A run of records
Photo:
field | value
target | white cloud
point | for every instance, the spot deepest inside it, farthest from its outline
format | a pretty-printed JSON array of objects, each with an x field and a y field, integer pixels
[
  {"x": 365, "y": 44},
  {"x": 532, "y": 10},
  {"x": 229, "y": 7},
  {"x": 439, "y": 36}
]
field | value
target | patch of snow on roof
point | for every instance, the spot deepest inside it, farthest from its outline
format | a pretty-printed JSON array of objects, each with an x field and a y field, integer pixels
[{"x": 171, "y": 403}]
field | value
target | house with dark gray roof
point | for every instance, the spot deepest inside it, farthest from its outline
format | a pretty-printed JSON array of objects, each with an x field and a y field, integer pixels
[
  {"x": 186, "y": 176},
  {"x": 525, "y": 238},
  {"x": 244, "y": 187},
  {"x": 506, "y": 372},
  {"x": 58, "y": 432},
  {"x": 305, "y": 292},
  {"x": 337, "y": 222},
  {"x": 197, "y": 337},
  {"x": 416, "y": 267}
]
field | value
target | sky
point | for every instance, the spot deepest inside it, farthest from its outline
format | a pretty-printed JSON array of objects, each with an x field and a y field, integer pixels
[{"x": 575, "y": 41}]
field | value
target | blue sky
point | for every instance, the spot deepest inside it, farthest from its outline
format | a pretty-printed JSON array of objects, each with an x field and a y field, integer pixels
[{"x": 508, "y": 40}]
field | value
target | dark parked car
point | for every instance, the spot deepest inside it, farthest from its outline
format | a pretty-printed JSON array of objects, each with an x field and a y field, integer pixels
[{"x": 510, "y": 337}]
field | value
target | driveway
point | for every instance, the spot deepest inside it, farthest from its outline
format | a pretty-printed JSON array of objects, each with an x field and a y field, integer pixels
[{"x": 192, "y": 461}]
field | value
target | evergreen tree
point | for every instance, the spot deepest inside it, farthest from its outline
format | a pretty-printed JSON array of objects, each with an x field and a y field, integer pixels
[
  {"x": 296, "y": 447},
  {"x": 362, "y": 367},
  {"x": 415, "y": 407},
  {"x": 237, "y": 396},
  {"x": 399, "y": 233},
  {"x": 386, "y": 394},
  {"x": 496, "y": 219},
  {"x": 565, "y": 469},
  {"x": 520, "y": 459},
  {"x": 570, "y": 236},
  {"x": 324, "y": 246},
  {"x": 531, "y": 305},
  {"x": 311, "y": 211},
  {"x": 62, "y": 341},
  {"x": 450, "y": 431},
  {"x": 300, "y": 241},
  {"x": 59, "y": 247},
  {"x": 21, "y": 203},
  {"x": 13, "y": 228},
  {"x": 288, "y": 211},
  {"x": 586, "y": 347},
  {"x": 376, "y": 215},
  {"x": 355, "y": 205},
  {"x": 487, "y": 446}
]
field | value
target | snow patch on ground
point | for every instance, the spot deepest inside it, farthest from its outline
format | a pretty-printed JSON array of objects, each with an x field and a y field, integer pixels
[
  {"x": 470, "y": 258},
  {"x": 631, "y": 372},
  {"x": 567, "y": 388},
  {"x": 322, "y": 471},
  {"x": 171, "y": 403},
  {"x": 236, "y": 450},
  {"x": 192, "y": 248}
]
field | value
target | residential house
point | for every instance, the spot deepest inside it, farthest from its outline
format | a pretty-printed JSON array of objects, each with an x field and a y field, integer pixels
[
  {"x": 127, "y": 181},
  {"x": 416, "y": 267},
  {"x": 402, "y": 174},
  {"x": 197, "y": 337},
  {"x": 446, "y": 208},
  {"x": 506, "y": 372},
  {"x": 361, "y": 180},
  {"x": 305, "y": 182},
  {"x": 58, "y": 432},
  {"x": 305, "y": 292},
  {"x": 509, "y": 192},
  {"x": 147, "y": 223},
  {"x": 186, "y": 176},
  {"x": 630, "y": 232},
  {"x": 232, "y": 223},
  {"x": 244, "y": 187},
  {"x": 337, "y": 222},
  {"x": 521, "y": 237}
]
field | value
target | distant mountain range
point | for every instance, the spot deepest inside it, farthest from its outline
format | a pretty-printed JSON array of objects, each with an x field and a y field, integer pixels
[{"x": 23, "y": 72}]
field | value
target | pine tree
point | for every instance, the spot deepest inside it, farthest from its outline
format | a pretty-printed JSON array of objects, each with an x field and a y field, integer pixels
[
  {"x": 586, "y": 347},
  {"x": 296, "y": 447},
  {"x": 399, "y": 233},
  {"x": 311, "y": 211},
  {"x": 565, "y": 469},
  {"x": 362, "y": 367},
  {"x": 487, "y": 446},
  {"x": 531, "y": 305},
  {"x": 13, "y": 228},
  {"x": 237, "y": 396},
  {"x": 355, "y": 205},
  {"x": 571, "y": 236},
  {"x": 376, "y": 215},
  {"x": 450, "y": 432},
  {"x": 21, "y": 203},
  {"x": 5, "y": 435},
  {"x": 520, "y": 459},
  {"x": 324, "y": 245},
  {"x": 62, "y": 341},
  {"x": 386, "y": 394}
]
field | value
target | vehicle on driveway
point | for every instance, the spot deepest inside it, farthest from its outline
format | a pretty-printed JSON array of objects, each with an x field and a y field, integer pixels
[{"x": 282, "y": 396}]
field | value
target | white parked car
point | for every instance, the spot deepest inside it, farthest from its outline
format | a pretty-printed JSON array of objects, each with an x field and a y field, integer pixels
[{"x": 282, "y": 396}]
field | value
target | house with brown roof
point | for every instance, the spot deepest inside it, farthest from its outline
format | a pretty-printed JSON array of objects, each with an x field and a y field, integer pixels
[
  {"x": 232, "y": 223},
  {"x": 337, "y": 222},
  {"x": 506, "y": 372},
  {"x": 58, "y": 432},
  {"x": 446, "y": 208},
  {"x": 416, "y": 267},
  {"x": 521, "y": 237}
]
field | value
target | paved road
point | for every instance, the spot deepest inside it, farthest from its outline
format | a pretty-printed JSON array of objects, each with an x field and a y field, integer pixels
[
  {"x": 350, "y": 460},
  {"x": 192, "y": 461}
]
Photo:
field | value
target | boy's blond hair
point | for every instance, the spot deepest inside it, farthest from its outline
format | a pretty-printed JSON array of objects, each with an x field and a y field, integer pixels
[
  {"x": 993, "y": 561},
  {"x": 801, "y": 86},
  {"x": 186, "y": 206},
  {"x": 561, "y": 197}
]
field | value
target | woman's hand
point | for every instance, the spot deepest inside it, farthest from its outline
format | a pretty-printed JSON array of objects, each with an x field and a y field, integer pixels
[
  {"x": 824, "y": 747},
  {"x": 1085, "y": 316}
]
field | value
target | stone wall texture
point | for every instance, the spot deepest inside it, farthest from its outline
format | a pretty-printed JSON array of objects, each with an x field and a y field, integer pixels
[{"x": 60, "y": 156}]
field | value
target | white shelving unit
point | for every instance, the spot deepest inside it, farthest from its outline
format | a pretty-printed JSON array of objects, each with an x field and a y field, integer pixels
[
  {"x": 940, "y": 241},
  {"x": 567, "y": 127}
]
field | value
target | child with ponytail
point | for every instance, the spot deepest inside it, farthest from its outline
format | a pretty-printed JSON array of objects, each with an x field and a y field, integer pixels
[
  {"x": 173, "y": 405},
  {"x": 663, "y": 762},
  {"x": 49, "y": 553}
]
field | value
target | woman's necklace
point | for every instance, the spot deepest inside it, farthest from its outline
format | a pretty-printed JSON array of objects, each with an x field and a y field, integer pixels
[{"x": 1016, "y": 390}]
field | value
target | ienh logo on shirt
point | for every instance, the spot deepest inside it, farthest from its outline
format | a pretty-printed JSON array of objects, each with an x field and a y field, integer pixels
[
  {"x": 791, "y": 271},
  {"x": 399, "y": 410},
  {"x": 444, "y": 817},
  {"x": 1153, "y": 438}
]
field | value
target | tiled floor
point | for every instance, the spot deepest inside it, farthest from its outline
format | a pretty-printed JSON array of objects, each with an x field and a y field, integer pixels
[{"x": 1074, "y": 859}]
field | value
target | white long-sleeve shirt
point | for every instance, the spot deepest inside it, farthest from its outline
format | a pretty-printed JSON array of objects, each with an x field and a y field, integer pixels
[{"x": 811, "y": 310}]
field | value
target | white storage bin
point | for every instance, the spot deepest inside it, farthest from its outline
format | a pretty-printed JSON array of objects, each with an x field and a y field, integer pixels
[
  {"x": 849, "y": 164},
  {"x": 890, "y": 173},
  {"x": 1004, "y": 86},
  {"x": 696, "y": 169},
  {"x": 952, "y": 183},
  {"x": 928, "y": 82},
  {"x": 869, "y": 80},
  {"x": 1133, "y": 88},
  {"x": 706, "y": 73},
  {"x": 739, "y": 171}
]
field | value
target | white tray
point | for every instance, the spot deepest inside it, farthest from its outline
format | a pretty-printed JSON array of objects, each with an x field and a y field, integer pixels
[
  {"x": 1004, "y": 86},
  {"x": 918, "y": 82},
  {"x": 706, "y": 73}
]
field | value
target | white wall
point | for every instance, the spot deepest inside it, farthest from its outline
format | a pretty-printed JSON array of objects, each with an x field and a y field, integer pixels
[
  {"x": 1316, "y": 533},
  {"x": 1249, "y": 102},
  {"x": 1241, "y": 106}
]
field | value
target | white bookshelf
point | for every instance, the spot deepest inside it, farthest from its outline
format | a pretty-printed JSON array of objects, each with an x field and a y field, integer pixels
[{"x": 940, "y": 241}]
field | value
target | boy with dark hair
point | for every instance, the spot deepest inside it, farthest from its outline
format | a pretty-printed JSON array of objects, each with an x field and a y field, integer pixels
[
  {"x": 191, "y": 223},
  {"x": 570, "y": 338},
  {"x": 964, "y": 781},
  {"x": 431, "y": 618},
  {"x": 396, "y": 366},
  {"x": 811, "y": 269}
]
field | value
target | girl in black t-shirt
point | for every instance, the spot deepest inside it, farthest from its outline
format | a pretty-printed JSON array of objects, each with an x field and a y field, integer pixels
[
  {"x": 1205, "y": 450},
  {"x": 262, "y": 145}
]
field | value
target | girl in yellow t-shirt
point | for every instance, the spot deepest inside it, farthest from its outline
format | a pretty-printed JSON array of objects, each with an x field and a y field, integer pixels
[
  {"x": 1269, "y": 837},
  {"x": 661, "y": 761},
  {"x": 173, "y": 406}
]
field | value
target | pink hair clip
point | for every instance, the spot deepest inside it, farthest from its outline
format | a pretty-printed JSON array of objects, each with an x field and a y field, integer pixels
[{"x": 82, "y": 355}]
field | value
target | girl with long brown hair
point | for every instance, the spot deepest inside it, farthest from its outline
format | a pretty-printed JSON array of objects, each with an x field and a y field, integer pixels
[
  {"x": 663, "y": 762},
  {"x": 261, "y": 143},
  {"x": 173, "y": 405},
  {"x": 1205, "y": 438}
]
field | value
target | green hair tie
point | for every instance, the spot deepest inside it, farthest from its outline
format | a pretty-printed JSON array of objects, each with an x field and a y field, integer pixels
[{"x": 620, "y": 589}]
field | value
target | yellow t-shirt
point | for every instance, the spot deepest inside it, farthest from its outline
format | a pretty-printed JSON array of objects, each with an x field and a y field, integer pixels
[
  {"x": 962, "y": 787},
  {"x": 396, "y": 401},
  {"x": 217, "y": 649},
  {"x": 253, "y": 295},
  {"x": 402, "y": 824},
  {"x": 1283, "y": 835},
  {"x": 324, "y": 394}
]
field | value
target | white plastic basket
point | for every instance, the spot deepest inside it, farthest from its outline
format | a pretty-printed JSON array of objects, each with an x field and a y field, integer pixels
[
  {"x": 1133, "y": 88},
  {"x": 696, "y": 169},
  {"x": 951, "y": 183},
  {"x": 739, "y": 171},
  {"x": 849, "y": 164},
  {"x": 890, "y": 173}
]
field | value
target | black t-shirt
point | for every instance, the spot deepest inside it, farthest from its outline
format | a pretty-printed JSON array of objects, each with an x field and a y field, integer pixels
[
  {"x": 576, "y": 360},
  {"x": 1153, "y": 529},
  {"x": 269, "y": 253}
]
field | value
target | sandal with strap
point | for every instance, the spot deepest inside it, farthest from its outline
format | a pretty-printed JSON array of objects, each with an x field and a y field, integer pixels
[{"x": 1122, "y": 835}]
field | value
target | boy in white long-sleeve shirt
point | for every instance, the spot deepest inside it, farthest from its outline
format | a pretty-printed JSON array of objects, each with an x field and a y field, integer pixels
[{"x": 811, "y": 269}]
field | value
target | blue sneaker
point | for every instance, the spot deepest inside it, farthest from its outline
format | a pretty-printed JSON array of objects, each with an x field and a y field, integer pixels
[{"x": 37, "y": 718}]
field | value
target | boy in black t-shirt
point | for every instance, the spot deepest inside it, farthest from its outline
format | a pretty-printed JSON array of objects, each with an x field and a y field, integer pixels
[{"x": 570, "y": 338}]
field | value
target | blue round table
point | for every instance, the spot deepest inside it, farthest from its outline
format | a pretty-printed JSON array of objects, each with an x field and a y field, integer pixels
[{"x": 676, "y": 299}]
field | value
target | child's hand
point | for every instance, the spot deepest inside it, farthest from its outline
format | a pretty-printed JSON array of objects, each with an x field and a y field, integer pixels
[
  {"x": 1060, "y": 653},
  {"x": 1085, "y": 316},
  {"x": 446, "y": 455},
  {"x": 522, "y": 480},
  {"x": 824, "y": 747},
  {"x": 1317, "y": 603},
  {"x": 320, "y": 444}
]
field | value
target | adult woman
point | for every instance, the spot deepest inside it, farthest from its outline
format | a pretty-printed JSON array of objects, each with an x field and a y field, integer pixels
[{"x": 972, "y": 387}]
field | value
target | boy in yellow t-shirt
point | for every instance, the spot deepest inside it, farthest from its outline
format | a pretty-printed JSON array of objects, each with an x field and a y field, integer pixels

Exercise brief: Pull out every line of the records above that holds the word "brown".

Completed exercise:
target | house with brown roof
target | girl with long brown hair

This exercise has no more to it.